Short problem =>
Can you format the lines below, from the line containing "For every instance of the cowboy hat" through the end of the items, as a JSON list of strings with one string per line and blank lines left out?

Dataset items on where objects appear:
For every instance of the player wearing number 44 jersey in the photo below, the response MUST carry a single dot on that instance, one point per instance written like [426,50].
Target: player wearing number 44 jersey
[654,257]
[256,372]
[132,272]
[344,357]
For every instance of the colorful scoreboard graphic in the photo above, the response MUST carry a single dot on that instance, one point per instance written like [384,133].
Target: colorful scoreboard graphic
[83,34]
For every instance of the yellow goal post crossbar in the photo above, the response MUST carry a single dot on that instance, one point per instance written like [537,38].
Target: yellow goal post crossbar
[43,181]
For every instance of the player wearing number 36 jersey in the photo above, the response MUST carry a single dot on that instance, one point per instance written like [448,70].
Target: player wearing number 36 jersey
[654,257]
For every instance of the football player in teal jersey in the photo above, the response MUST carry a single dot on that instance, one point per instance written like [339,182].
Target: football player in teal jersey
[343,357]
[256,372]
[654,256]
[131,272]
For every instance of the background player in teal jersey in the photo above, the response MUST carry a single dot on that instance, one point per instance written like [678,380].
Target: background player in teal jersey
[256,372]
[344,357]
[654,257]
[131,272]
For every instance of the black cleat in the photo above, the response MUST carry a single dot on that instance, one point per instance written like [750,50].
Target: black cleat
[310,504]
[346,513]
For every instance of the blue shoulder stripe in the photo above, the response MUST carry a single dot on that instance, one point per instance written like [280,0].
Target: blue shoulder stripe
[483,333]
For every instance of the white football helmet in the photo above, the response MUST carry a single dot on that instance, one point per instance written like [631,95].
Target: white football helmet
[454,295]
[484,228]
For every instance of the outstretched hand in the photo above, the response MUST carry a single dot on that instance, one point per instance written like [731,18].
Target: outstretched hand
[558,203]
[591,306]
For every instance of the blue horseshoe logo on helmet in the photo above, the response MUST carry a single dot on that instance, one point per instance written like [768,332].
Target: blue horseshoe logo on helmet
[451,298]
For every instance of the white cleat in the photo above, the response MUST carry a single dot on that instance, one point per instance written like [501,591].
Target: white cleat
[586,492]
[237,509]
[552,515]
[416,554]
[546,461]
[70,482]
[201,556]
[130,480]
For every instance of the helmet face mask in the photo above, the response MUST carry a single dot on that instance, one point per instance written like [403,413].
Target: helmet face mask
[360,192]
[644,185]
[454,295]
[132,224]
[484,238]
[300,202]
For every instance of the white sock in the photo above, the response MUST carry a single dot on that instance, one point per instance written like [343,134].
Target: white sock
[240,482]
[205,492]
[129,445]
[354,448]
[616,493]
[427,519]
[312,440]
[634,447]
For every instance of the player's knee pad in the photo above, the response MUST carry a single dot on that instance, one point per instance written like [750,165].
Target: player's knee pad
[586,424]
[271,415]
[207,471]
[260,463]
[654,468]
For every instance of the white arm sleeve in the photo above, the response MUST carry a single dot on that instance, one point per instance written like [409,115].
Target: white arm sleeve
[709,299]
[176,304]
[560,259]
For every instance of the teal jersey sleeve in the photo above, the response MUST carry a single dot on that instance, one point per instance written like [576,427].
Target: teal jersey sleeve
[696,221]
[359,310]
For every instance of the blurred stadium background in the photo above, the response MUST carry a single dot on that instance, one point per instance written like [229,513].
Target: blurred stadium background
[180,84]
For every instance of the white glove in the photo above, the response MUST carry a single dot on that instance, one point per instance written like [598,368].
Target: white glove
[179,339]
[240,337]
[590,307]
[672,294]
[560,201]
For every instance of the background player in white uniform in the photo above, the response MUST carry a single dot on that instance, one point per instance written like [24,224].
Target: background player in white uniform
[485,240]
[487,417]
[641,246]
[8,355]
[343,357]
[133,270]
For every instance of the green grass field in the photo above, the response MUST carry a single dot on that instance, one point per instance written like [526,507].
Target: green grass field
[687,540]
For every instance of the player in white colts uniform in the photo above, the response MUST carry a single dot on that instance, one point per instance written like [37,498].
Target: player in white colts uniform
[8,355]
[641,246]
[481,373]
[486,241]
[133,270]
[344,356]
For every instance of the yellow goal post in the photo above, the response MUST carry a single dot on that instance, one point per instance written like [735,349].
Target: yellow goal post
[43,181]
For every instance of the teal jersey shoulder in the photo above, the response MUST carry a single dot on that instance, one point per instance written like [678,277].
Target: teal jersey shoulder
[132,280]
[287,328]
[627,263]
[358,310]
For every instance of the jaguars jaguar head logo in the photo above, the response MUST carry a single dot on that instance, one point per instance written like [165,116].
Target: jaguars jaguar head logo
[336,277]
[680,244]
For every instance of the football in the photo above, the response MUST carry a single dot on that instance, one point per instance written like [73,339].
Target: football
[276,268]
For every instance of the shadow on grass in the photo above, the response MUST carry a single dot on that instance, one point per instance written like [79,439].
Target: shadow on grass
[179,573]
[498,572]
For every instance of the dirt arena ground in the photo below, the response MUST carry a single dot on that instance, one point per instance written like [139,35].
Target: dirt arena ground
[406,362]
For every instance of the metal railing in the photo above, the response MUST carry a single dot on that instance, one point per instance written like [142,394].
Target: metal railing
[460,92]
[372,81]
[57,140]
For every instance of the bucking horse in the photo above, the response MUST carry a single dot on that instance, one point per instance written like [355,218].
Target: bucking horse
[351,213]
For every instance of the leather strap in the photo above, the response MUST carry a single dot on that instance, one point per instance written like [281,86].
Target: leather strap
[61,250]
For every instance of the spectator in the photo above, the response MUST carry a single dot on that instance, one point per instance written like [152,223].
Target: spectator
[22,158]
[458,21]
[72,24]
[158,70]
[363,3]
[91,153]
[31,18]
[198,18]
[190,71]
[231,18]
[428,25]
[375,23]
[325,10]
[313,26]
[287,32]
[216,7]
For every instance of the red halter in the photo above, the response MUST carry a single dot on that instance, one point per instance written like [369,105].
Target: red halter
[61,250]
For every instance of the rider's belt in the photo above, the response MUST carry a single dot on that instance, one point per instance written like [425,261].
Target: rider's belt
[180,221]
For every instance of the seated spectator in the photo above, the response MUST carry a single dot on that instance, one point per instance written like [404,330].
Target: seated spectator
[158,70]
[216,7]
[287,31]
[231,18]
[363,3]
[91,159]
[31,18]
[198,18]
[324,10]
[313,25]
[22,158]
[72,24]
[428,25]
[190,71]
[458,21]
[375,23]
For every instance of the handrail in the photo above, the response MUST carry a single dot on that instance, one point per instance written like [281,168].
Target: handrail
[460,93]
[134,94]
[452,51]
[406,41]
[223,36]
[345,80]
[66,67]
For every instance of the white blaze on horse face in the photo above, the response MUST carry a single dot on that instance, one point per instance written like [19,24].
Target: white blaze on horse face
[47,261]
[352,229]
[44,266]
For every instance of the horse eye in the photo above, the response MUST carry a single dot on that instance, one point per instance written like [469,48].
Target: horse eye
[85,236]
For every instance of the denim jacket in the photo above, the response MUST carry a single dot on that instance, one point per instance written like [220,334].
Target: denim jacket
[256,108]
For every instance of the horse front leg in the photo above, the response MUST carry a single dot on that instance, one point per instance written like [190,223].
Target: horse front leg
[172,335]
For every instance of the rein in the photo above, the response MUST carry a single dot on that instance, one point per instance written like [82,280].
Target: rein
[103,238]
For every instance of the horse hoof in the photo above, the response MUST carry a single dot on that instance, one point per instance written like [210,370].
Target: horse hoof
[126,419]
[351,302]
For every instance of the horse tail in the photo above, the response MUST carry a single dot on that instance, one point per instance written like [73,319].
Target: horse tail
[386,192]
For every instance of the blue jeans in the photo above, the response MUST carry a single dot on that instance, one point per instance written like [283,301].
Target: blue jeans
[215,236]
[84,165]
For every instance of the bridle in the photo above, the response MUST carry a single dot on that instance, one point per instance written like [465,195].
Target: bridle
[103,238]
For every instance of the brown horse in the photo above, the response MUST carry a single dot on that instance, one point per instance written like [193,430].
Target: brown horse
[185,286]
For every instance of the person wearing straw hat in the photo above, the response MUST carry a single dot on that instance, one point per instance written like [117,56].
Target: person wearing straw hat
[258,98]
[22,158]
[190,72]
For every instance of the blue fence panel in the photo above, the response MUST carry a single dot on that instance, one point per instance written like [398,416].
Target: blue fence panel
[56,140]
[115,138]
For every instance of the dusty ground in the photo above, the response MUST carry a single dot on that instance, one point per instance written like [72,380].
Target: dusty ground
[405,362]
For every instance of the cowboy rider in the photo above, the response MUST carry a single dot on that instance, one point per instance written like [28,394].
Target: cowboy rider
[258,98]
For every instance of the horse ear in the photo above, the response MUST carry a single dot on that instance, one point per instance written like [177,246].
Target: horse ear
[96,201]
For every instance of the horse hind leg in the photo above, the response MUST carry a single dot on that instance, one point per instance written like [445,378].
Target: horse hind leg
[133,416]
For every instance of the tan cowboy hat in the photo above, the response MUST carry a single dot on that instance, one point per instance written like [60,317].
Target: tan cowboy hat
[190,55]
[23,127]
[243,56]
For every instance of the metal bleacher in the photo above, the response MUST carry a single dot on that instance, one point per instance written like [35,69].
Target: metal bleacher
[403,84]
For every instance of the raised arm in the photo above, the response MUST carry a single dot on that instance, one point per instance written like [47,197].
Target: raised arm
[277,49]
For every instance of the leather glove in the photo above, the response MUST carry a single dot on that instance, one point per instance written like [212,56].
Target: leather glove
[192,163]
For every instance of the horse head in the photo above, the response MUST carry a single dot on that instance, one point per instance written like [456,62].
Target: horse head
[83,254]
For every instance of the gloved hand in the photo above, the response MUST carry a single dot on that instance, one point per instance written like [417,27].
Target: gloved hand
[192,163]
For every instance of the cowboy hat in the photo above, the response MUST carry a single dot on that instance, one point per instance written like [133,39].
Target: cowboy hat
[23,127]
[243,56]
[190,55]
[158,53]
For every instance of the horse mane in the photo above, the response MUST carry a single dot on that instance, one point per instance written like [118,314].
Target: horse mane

Result of this exercise =>
[
  "For every instance of the cowboy hat in the photo above, the response MUST carry a single dot on that instance, one point per instance written like [133,39].",
  "Target: cowboy hat",
  "[23,127]",
  "[243,56]",
  "[190,55]",
  "[158,53]",
  "For every instance of the horse mane in the photo above, the response MUST carry a single dot on that instance, one point per instance written like [118,314].",
  "Target: horse mane"
]